=== Set exercise ===
Rewrite the data from the start through the line containing "x=246, y=75", switching each "Target" to "Label" and leaving everything else unchanged. Leave the pictures out.

(Dataset rows)
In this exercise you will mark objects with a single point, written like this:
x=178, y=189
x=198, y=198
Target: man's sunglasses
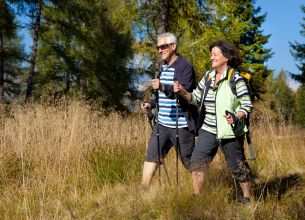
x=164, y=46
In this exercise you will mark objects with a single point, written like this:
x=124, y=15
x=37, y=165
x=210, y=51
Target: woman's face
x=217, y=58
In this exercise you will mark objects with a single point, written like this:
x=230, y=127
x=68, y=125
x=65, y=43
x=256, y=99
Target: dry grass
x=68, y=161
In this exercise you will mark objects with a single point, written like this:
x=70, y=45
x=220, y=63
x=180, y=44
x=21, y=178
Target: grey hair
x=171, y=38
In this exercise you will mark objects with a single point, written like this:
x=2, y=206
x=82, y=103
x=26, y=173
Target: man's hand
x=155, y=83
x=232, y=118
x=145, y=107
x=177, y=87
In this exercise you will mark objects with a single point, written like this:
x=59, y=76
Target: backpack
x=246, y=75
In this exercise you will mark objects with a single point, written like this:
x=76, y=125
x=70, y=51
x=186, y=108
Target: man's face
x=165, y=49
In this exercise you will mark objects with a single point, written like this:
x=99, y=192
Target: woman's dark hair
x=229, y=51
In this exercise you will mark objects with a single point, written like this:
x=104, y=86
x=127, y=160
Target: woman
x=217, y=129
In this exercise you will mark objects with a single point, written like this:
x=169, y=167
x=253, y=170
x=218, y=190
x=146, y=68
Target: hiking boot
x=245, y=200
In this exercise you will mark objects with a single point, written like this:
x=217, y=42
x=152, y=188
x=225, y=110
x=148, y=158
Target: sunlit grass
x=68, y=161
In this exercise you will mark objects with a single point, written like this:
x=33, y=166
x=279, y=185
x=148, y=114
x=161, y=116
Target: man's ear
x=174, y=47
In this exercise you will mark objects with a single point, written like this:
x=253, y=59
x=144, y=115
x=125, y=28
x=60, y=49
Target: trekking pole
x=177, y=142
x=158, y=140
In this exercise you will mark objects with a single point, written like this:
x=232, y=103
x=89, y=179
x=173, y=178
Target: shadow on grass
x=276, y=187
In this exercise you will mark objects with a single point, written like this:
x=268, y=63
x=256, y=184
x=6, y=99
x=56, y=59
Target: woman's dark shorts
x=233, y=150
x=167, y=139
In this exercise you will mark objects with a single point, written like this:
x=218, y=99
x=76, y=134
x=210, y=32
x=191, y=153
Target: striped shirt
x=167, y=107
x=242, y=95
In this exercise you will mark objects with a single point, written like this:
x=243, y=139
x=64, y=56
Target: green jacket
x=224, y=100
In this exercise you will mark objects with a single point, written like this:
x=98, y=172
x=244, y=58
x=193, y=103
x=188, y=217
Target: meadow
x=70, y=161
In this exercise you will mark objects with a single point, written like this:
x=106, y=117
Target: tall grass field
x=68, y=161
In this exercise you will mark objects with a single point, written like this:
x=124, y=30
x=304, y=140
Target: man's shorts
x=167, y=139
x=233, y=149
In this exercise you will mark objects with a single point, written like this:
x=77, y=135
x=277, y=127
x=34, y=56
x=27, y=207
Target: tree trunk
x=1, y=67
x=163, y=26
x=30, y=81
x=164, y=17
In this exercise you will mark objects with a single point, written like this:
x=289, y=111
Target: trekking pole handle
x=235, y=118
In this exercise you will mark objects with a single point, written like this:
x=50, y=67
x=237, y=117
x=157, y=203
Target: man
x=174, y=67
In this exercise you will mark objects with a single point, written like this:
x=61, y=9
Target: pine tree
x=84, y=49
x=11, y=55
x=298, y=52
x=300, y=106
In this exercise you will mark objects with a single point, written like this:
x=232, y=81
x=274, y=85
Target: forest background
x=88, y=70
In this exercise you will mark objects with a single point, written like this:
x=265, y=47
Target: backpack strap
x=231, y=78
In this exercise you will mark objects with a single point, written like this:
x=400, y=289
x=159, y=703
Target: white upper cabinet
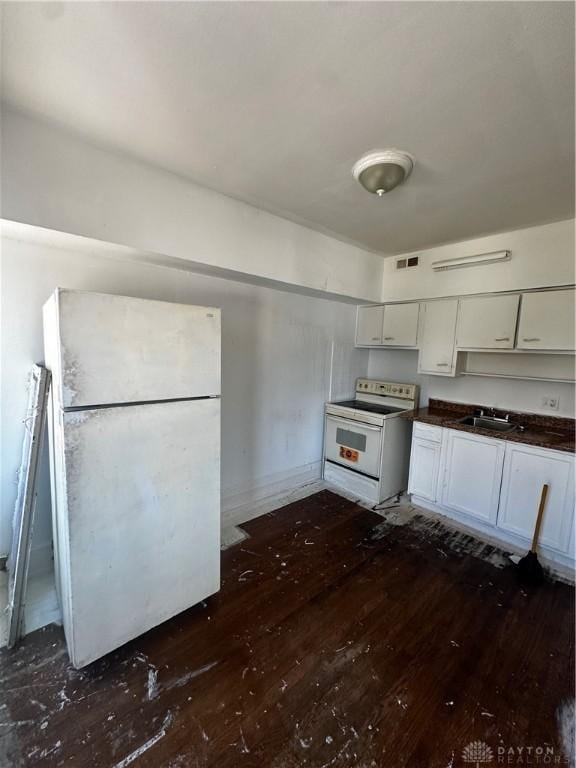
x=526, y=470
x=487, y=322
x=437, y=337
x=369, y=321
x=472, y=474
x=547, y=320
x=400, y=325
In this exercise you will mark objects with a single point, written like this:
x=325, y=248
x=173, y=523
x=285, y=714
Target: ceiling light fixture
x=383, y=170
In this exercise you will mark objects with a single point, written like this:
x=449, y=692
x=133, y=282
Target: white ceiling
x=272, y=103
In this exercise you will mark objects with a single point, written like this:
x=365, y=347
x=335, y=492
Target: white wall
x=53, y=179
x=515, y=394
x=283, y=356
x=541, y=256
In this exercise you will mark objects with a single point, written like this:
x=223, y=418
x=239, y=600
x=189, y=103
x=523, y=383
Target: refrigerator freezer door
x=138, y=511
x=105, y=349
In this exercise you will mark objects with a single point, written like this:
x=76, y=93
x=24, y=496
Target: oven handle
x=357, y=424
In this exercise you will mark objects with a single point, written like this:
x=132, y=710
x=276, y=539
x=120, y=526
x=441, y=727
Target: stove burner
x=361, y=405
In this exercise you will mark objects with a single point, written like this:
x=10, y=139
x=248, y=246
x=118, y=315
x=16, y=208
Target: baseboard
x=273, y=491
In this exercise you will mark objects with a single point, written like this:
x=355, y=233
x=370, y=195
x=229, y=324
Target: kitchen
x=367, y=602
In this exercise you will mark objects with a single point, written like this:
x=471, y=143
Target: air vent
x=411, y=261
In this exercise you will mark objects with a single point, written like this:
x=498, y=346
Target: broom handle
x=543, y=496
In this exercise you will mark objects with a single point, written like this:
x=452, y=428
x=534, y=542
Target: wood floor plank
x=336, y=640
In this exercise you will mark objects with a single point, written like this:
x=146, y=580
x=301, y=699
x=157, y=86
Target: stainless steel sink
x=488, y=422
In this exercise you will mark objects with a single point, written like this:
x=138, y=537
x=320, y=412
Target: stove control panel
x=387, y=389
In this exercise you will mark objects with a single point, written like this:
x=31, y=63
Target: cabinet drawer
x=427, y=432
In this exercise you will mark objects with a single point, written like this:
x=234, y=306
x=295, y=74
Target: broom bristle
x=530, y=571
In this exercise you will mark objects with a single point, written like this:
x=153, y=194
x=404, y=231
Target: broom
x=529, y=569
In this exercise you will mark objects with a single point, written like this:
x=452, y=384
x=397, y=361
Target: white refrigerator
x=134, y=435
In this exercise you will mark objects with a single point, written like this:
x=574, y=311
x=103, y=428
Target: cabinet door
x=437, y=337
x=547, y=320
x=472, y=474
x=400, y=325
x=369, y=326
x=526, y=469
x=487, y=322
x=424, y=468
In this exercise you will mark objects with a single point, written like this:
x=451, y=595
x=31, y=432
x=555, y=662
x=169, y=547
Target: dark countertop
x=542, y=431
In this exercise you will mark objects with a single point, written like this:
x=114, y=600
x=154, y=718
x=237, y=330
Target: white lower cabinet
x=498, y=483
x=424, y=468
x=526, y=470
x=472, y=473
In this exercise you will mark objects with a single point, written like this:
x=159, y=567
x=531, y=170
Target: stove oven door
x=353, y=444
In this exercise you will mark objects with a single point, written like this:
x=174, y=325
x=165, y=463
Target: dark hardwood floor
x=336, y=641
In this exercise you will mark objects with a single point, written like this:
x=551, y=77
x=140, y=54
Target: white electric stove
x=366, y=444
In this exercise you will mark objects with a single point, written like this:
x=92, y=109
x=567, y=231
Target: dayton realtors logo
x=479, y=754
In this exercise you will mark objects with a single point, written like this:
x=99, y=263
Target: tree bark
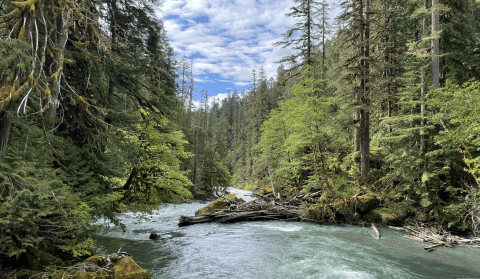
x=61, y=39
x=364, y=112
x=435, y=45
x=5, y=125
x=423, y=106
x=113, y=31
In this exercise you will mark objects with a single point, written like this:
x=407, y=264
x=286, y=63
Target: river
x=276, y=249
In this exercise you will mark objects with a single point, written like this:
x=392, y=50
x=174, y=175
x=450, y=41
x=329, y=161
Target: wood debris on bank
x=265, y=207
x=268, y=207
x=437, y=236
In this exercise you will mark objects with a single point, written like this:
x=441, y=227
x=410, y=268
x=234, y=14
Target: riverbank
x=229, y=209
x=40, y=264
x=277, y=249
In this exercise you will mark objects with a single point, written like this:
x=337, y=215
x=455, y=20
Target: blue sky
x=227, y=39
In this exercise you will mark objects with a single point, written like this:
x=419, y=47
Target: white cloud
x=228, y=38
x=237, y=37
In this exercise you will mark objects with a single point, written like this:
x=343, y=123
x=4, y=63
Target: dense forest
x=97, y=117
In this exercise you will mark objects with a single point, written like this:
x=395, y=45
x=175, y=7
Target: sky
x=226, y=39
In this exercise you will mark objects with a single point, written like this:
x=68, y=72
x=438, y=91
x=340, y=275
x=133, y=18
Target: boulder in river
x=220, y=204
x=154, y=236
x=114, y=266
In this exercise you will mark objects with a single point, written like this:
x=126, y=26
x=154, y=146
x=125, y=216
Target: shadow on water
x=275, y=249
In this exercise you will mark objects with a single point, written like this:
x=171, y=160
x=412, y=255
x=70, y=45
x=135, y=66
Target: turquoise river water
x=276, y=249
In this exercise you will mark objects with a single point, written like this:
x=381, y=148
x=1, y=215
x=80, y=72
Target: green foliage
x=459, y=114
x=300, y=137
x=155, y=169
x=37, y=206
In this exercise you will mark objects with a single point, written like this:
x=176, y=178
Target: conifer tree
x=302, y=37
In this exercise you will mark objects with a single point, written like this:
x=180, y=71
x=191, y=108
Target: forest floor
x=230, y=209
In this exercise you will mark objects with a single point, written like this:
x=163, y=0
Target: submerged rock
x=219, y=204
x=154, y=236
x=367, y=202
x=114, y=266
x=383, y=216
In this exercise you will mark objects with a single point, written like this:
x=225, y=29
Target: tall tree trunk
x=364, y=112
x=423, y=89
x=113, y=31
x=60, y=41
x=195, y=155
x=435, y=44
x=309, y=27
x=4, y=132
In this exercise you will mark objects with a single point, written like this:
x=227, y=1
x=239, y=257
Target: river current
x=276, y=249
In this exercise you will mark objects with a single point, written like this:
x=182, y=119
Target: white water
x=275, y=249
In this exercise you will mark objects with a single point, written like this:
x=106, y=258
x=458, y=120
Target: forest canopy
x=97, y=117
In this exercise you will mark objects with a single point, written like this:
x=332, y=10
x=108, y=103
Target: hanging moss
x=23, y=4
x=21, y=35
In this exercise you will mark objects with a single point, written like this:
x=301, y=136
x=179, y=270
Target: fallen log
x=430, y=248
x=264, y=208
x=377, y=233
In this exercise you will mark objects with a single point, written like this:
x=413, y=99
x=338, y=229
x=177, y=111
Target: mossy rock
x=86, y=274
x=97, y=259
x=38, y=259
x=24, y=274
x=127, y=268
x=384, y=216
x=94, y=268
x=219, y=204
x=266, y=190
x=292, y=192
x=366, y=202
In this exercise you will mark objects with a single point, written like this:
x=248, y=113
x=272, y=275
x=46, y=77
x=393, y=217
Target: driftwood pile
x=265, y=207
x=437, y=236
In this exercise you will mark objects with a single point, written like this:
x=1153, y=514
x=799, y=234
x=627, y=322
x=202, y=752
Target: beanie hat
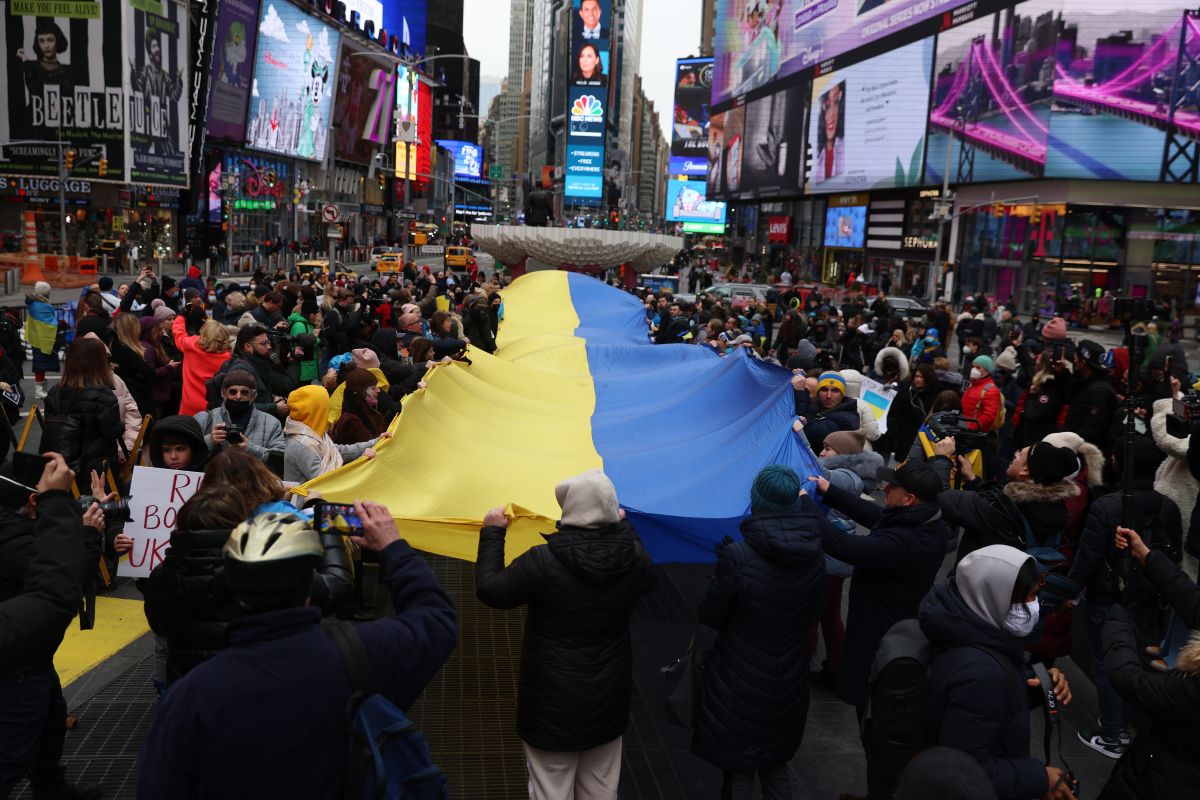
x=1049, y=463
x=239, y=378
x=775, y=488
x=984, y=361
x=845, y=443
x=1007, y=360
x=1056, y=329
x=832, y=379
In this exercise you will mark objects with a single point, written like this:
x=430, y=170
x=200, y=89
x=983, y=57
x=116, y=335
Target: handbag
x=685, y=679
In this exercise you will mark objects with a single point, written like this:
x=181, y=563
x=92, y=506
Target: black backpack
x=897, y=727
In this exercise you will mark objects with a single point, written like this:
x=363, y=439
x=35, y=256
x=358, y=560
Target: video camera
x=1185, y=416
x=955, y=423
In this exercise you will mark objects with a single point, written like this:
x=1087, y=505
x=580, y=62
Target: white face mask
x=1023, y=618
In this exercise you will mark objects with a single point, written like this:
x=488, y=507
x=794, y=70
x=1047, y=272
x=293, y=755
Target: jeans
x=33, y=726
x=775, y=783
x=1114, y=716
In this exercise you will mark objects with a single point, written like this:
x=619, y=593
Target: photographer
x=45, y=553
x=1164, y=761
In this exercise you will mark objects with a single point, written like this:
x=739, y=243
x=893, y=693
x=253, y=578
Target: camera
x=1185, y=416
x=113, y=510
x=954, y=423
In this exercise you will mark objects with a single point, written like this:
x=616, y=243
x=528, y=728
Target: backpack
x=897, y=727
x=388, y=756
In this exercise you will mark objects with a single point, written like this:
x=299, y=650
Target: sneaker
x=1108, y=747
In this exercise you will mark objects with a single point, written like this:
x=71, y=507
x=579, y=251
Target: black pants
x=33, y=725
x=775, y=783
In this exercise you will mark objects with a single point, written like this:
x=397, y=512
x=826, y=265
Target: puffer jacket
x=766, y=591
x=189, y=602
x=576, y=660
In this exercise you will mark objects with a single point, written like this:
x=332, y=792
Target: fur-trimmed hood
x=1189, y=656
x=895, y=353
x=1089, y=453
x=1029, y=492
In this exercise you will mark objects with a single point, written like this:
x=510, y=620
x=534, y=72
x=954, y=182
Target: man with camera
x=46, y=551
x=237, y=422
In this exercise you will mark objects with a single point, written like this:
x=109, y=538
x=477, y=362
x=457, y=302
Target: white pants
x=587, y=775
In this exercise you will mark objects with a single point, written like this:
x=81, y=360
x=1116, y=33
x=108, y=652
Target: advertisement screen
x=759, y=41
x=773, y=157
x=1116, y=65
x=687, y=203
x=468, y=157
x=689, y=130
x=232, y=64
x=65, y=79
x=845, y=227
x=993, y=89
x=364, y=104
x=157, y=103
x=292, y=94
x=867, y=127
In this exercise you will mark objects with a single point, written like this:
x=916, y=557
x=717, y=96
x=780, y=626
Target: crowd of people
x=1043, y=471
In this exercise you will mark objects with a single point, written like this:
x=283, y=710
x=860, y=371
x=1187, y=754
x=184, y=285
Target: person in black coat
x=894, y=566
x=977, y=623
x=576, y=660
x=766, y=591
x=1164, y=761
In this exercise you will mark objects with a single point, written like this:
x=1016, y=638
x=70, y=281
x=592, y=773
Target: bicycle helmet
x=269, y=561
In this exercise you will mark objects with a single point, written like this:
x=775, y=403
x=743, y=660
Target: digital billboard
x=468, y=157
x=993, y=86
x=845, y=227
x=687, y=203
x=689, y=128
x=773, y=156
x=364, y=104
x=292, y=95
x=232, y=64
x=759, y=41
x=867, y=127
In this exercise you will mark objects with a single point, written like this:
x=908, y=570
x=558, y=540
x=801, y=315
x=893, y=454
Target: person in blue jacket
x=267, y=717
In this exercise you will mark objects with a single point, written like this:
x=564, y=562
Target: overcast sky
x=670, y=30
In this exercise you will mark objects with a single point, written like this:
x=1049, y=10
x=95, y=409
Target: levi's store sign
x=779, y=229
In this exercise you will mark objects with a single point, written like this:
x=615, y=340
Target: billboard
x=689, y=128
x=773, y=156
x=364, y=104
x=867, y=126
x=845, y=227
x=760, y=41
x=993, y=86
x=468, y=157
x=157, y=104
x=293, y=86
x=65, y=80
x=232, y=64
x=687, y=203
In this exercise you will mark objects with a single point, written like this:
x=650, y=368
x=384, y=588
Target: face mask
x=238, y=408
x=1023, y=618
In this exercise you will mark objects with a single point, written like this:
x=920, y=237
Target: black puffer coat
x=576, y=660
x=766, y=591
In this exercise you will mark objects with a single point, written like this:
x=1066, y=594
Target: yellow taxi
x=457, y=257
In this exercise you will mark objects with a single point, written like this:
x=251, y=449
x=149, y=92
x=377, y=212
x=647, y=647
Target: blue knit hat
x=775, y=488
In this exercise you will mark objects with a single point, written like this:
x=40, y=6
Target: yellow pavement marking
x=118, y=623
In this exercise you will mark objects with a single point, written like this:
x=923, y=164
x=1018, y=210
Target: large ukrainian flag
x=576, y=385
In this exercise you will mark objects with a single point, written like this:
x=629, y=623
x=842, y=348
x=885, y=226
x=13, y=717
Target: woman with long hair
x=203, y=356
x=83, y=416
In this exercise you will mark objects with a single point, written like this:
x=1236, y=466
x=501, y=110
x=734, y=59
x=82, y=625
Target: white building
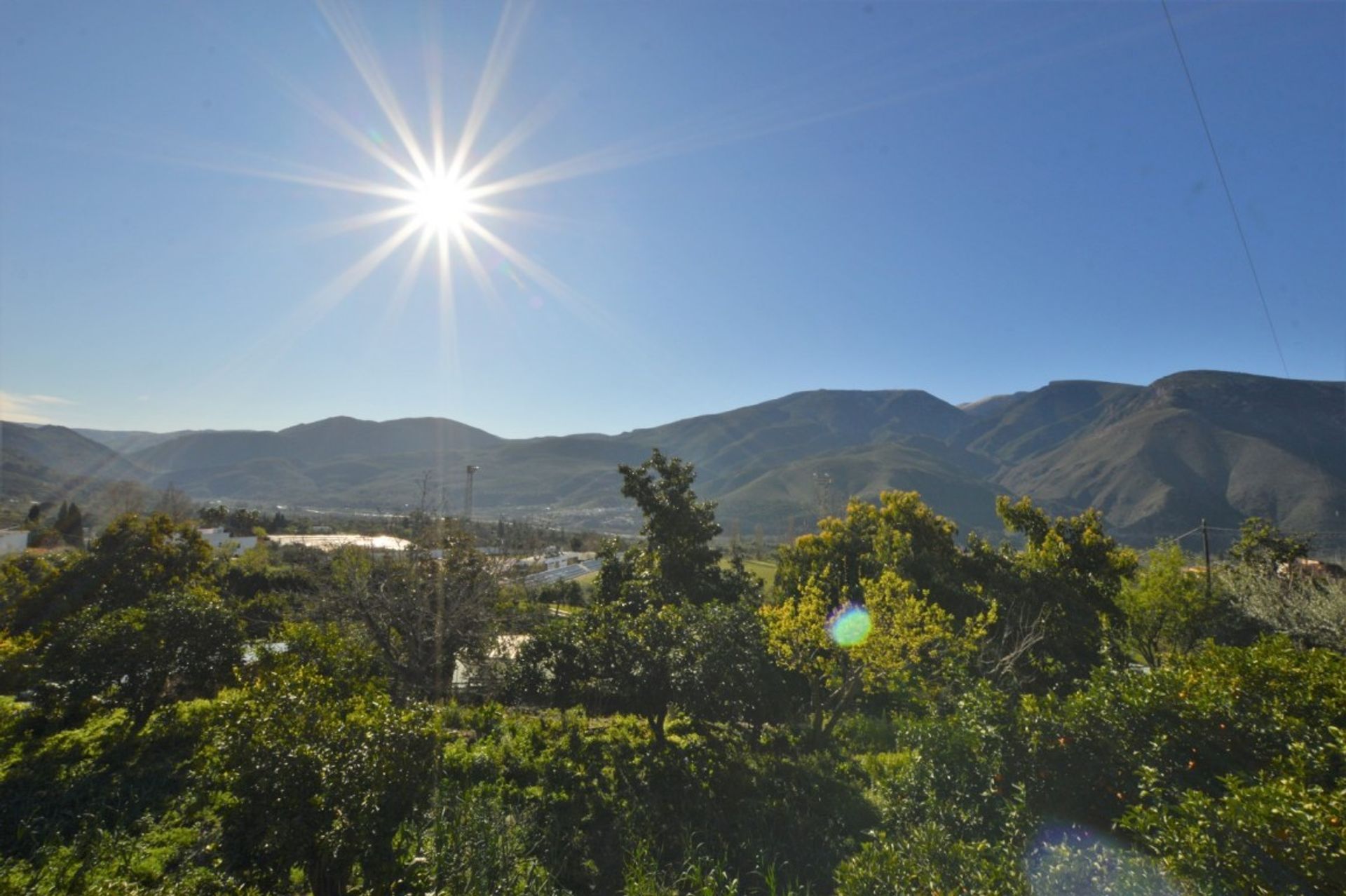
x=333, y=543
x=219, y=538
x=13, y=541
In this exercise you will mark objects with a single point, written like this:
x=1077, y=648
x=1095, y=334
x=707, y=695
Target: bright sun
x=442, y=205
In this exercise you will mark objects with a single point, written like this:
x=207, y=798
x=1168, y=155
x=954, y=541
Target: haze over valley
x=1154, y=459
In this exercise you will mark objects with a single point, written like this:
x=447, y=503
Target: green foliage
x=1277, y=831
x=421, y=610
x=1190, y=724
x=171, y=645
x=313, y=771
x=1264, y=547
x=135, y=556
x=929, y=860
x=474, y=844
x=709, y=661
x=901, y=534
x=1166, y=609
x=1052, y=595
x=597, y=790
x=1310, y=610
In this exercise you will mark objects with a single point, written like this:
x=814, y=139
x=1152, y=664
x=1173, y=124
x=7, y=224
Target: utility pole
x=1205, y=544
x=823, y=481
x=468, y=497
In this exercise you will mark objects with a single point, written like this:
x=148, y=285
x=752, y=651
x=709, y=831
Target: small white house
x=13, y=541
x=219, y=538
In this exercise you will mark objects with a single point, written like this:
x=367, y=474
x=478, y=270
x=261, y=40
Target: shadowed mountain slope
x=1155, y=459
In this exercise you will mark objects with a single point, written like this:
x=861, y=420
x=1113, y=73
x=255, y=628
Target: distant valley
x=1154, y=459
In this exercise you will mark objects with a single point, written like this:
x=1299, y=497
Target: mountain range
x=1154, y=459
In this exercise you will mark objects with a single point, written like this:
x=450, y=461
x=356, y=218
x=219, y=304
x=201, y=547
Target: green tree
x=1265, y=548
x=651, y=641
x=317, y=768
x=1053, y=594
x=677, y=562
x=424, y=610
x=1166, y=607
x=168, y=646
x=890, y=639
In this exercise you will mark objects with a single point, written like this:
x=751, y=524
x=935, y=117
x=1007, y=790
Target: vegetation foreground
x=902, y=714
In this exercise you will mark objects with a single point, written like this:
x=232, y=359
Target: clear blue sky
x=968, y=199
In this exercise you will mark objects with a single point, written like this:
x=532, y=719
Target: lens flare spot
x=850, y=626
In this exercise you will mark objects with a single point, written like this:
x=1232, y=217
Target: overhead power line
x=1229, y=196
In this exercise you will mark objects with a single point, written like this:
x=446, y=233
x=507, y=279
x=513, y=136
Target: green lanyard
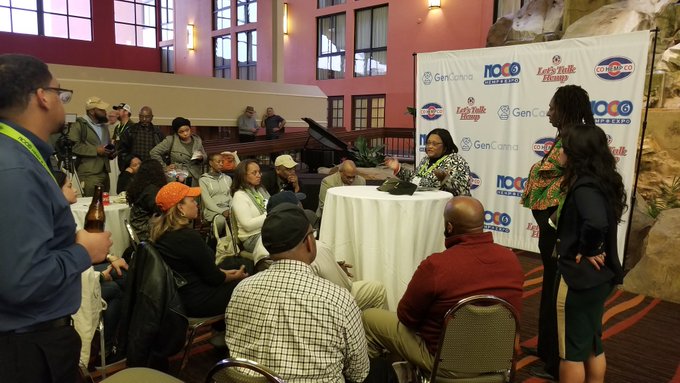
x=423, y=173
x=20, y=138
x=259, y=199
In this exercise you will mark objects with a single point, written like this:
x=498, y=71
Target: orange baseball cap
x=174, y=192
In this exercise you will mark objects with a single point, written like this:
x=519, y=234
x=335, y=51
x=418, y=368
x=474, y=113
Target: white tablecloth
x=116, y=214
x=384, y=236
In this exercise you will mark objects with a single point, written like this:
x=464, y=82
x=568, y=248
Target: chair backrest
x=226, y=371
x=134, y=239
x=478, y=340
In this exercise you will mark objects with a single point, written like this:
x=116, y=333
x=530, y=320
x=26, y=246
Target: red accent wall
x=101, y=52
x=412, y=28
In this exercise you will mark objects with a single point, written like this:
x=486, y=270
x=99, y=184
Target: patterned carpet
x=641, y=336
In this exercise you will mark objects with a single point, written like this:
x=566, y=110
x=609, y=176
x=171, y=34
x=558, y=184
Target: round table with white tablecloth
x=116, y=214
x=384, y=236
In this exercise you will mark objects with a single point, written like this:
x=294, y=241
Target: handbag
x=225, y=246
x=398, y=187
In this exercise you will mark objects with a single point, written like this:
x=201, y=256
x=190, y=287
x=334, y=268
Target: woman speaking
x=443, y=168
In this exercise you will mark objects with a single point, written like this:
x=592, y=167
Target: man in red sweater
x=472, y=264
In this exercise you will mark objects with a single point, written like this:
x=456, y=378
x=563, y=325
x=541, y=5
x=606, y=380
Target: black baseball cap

=== Answer for the task ===
In this exercise you will mark objects with a single point, written like this:
x=178, y=189
x=198, y=198
Label: man's sunglasses
x=164, y=46
In this exercise you will mark objects with a single point, written like this:
x=124, y=15
x=37, y=165
x=210, y=51
Label: woman's face
x=217, y=58
In this exercise you will mark objects with a single point, written like this:
x=230, y=127
x=68, y=125
x=65, y=43
x=256, y=99
Label: dry grass
x=68, y=161
In this exercise you will mark objects with a single point, written like this:
x=70, y=45
x=220, y=63
x=180, y=44
x=21, y=178
Label: grey hair
x=171, y=38
In this exercise you will mark objects with a single point, written like this:
x=2, y=206
x=82, y=103
x=26, y=173
Label: man's hand
x=155, y=83
x=232, y=118
x=145, y=107
x=177, y=87
In this exercise you will mark objects with a single point, written like this:
x=59, y=76
Label: backpack
x=246, y=75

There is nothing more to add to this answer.